- [WHAT IS EXPECTED]
Please write out exactly the lines of the data below from the line holding "Exercise. Mark the lake" through the line holding "Exercise. Mark the brown", and leave out the rest.

BEGIN EXTRACTED DATA

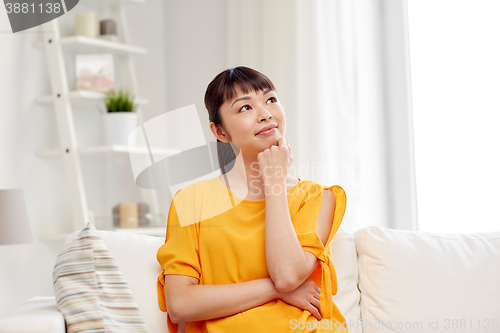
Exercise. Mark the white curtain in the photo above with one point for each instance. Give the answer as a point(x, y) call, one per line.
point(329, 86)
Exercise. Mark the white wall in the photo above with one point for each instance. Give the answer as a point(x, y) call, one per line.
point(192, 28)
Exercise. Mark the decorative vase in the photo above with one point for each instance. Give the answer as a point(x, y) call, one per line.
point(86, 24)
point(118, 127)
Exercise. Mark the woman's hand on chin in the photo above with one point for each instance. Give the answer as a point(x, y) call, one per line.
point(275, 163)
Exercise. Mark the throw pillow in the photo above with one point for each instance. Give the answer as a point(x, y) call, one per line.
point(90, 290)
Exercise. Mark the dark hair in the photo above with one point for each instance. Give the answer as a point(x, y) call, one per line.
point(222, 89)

END EXTRACTED DATA
BEGIN EXTRACTED DATA

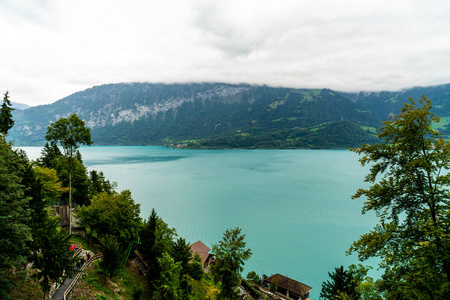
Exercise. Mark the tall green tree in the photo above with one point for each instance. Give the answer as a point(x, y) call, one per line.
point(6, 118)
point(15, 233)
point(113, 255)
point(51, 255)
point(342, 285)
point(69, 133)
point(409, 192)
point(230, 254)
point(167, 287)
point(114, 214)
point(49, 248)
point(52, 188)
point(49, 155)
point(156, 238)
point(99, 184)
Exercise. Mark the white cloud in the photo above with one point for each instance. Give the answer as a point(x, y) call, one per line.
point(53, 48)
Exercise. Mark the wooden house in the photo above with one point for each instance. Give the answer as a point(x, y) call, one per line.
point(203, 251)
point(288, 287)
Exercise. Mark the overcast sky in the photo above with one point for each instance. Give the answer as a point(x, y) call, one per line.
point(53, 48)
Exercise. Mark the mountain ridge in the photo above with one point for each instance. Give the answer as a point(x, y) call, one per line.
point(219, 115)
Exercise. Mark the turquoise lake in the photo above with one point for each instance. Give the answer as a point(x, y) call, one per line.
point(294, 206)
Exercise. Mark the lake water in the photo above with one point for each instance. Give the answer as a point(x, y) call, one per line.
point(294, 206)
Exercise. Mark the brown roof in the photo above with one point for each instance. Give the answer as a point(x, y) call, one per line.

END EXTRACTED DATA
BEGIN EXTRACTED DATA

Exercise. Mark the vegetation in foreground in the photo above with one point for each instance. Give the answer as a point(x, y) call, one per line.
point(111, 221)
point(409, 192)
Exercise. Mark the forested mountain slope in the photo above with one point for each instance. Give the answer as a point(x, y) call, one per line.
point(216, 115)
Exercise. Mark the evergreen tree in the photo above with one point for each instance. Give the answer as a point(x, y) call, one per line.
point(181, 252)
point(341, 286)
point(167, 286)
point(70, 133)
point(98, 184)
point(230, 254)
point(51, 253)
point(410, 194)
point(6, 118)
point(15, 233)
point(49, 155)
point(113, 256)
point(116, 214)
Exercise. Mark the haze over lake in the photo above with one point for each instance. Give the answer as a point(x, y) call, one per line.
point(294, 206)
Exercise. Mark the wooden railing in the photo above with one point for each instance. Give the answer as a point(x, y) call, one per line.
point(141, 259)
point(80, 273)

END EXTRACTED DATA

- [ANSWER SECTION]
Exercise. Mark the lake water in the photo above with one point for each instance. Give the answer as a point(x, y) call, one per line.
point(294, 206)
Exercise. Mark the brown roof in the photo above with one point for each instance. Give the answer as a point(x, y) call, one per line.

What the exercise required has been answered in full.